● **Given records**
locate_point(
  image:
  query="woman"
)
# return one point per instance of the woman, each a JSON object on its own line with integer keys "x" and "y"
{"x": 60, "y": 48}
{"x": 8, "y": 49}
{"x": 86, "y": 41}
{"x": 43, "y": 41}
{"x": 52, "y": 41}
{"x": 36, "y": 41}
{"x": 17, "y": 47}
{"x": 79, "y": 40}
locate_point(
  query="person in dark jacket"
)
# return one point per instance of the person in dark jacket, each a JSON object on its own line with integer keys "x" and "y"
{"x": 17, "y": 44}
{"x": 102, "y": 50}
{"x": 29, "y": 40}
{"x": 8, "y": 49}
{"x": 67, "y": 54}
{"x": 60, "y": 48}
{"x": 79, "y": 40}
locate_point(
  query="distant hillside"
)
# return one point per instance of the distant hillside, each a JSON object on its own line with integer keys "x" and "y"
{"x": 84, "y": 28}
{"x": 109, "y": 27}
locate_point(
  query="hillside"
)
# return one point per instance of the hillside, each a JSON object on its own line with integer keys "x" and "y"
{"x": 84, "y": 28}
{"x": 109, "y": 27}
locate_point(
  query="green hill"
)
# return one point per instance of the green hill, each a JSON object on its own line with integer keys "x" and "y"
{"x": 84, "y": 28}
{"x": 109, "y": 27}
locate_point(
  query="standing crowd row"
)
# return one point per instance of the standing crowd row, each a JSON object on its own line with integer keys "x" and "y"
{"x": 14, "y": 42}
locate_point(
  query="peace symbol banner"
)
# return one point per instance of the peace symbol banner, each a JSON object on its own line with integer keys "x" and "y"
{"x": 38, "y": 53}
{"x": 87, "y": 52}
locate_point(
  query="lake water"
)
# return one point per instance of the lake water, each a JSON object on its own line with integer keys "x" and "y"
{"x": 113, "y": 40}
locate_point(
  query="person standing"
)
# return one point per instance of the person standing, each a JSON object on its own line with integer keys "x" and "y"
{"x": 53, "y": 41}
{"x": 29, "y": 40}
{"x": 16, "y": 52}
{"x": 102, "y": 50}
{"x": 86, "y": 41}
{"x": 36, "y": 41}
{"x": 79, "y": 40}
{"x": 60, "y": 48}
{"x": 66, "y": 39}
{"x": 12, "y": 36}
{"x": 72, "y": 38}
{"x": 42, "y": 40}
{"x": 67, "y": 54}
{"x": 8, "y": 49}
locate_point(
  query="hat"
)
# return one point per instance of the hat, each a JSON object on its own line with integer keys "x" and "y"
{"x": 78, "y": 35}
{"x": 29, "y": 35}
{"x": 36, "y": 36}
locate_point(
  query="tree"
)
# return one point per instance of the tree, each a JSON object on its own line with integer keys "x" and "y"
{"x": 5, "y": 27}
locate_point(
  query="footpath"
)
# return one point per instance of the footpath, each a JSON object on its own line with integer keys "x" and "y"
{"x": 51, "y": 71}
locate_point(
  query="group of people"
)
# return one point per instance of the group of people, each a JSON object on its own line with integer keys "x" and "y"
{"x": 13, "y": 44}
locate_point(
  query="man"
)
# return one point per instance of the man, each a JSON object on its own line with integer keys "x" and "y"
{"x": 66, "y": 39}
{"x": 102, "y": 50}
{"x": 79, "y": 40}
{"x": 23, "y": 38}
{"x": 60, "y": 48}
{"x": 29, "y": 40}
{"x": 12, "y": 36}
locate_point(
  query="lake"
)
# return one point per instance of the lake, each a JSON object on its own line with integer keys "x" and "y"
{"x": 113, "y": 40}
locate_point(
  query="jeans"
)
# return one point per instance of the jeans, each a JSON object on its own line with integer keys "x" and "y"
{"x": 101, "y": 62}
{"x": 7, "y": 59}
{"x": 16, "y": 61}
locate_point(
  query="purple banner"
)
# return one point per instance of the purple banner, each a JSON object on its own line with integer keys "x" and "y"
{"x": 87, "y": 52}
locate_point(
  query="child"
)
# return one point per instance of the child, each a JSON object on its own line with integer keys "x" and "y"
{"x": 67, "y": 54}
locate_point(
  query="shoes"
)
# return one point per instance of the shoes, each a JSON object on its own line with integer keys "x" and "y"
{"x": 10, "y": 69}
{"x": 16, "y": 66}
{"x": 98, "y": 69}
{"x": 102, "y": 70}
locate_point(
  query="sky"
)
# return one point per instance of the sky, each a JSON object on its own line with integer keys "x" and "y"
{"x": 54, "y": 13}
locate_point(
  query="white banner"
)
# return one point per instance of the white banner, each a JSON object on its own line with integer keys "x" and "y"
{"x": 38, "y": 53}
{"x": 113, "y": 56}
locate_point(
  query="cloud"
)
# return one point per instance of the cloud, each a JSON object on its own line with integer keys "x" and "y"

● **Problem details**
All of the material above must be transcribed exactly, with no line dropped.

● **Expected output**
locate_point(
  image:
  query="woman"
)
# return one point per instance of the woman, each a JSON object on its own line with integer keys "x" and "y"
{"x": 60, "y": 48}
{"x": 8, "y": 49}
{"x": 86, "y": 41}
{"x": 43, "y": 41}
{"x": 52, "y": 41}
{"x": 36, "y": 41}
{"x": 17, "y": 47}
{"x": 79, "y": 40}
locate_point(
  query="person in dark jacket"
)
# return one point per instance of the person in dark jacket, each a JSON object on its own line with integer keys "x" and "y"
{"x": 17, "y": 44}
{"x": 102, "y": 50}
{"x": 29, "y": 40}
{"x": 8, "y": 49}
{"x": 67, "y": 54}
{"x": 60, "y": 48}
{"x": 79, "y": 40}
locate_point(
  query="distant hillside"
)
# return one point per instance of the distant hillside, each a JSON object on its own line with integer keys "x" and "y"
{"x": 84, "y": 28}
{"x": 109, "y": 27}
locate_point(
  query="hillside"
)
# return one point per instance of the hillside, each a JSON object on its own line with integer keys "x" and "y"
{"x": 84, "y": 28}
{"x": 109, "y": 27}
locate_point(
  query="green hill"
)
# return one point per instance of the green hill, each a JSON object on its own line with integer keys "x" and "y"
{"x": 84, "y": 28}
{"x": 109, "y": 27}
locate_point(
  query="standing crowd row"
)
# return one point per instance of the standing crowd row, each a JSON object on its own line with integer keys "x" and "y"
{"x": 14, "y": 42}
locate_point(
  query="peace symbol banner"
)
# return one point per instance of the peace symbol banner, each a JSON object on its own line with integer keys "x" and "y"
{"x": 38, "y": 53}
{"x": 87, "y": 52}
locate_point(
  query="lake water"
)
# return one point per instance of the lake water, each a JSON object on its own line with integer keys "x" and "y"
{"x": 113, "y": 40}
locate_point(
  query="person standing"
)
# return one point per instance of the person standing, each a JSON object on its own line with integer keys "x" and "y"
{"x": 53, "y": 41}
{"x": 29, "y": 40}
{"x": 16, "y": 52}
{"x": 102, "y": 50}
{"x": 86, "y": 41}
{"x": 36, "y": 41}
{"x": 79, "y": 40}
{"x": 60, "y": 48}
{"x": 66, "y": 39}
{"x": 12, "y": 36}
{"x": 72, "y": 38}
{"x": 42, "y": 40}
{"x": 67, "y": 54}
{"x": 8, "y": 49}
locate_point(
  query="hat"
)
# return one point per instance of the hat, each a JSON object on its own line with integer keys "x" and "y"
{"x": 78, "y": 35}
{"x": 29, "y": 35}
{"x": 36, "y": 36}
locate_point(
  query="tree"
)
# return one point per instance of the tree, each a JSON object on its own line with integer keys "x" and "y"
{"x": 5, "y": 27}
locate_point(
  query="footpath"
)
# return one point per instance of the footpath, each a JSON object on its own line with integer keys "x" and "y"
{"x": 51, "y": 71}
locate_point(
  query="group of people"
)
# return one point per instance of the group of people, each a JSON object on its own line with integer keys "x" and "y"
{"x": 13, "y": 44}
locate_point(
  query="man"
)
# return one point per instance of the man, each a JSON object on its own line with integer keys "x" and "y"
{"x": 66, "y": 39}
{"x": 102, "y": 50}
{"x": 79, "y": 40}
{"x": 23, "y": 38}
{"x": 60, "y": 48}
{"x": 29, "y": 40}
{"x": 12, "y": 36}
locate_point(
  query="lake"
)
# return one point per instance of the lake, each a JSON object on its own line with integer keys "x" and "y"
{"x": 113, "y": 40}
locate_point(
  query="jeans"
)
# return one point per instance of the jeans, each a JSON object on its own line with integer keys "x" and "y"
{"x": 101, "y": 62}
{"x": 7, "y": 59}
{"x": 16, "y": 61}
locate_point(
  query="purple banner"
)
# return one point per instance of the purple banner, each a JSON object on its own line with integer keys "x" and "y"
{"x": 87, "y": 52}
locate_point(
  query="child"
)
# return one point per instance of the child, each a JSON object on its own line with integer keys "x" and "y"
{"x": 67, "y": 54}
locate_point(
  query="shoes"
)
# return one point per instance of the shoes, each a JSON object on its own line with integer keys "x" and "y"
{"x": 10, "y": 69}
{"x": 16, "y": 66}
{"x": 98, "y": 69}
{"x": 102, "y": 70}
locate_point(
  query="sky"
)
# return one point per instance of the sky, each a JSON object on its own line with integer keys "x" and "y"
{"x": 54, "y": 13}
locate_point(
  query="white banner"
)
# return one point per instance of the white banner, each a JSON object on its own line with integer keys "x" and "y"
{"x": 38, "y": 53}
{"x": 113, "y": 56}
locate_point(
  query="cloud"
)
# return one point per instance of the cloud, each a JSON object on its own line with integer keys "x" and "y"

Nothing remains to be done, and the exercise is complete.